Directive: Repeat verbatim every line of the material, beginning at the line that holds "mark the pointed spire -- a dot per instance" and ending at its last line.

Entries:
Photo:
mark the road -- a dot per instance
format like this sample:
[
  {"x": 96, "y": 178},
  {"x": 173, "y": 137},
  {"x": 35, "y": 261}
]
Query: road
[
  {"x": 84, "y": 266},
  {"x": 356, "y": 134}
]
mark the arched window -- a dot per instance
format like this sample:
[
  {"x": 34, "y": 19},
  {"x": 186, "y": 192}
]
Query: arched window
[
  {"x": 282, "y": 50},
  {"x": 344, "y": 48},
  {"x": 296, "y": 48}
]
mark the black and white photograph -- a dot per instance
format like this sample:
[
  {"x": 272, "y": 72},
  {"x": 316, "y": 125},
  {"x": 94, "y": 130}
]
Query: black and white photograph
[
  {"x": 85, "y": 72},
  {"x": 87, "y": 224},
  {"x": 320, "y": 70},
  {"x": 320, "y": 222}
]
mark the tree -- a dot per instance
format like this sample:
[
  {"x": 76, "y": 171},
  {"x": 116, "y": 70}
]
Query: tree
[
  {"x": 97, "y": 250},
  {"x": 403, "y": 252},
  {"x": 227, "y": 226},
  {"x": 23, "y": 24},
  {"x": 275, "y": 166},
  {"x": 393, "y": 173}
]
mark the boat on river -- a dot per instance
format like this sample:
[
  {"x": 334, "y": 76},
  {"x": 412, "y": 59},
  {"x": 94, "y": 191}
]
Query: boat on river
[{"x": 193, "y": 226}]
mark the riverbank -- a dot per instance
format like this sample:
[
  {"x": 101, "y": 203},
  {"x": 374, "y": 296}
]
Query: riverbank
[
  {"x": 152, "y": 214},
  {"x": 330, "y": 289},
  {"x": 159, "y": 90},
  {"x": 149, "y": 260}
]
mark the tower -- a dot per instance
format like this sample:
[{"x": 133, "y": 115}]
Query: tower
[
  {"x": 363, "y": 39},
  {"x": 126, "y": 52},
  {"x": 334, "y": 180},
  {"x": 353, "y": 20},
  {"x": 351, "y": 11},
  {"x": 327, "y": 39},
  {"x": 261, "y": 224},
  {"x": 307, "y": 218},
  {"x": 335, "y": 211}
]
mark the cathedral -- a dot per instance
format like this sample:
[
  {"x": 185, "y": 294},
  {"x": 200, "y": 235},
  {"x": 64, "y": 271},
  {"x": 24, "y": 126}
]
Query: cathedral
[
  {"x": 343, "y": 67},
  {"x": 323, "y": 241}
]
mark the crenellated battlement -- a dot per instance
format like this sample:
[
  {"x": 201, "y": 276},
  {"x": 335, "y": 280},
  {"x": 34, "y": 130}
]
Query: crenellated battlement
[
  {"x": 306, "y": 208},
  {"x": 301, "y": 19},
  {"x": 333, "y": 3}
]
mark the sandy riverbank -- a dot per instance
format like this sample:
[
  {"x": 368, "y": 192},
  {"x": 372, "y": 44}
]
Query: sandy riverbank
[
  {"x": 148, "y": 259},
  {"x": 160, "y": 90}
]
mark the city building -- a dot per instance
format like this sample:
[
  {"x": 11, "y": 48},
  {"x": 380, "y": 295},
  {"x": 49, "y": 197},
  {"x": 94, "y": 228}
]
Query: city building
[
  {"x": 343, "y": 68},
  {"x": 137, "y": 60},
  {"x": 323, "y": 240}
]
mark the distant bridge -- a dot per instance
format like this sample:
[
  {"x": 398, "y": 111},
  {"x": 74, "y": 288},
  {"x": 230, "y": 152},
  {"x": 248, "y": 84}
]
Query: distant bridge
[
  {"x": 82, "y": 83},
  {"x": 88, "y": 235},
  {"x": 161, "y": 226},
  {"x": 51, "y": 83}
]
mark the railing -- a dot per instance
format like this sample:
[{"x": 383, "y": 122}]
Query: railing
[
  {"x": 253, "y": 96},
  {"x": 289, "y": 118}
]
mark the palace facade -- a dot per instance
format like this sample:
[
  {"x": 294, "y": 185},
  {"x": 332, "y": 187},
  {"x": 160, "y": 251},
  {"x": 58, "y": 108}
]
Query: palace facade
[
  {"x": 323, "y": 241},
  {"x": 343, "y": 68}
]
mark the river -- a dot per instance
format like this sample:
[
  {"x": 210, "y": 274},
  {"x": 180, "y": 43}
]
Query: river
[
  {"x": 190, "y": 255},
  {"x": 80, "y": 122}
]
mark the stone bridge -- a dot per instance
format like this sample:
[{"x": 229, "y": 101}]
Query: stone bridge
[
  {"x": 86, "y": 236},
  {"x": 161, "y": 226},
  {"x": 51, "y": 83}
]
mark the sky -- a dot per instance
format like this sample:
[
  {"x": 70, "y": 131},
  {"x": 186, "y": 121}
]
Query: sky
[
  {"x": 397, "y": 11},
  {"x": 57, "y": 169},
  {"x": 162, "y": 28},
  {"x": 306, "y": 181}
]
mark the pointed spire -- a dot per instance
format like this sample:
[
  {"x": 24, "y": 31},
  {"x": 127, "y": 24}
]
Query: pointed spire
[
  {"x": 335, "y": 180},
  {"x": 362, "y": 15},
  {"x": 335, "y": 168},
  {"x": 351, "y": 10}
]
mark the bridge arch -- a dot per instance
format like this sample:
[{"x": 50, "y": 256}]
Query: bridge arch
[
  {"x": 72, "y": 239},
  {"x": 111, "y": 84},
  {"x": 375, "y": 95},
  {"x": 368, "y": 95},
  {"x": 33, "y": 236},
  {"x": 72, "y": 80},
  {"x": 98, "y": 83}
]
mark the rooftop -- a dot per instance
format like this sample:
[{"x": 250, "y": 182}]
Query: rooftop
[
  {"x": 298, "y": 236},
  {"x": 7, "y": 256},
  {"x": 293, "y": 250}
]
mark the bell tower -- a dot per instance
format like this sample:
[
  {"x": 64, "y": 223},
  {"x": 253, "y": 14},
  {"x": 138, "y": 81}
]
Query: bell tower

Complete output:
mark the pointed spire -- a dot per instance
format like this sample:
[
  {"x": 24, "y": 31},
  {"x": 127, "y": 24}
]
Query: pointed spire
[
  {"x": 335, "y": 180},
  {"x": 362, "y": 15},
  {"x": 335, "y": 168},
  {"x": 351, "y": 10}
]
mark the bridge arch -- a dot per instance
format like this sample:
[{"x": 50, "y": 256}]
Query: bridge arch
[
  {"x": 72, "y": 239},
  {"x": 111, "y": 84},
  {"x": 375, "y": 95},
  {"x": 368, "y": 95},
  {"x": 33, "y": 236},
  {"x": 72, "y": 80},
  {"x": 98, "y": 83}
]
mark the rooftop -- a dot per instance
format like this sample:
[{"x": 250, "y": 182}]
Query: rooftop
[
  {"x": 298, "y": 236},
  {"x": 7, "y": 256},
  {"x": 293, "y": 250}
]
mark the bell tower -- a dot per instance
format like this sample:
[
  {"x": 64, "y": 223},
  {"x": 253, "y": 14},
  {"x": 138, "y": 81}
]
Query: bell tower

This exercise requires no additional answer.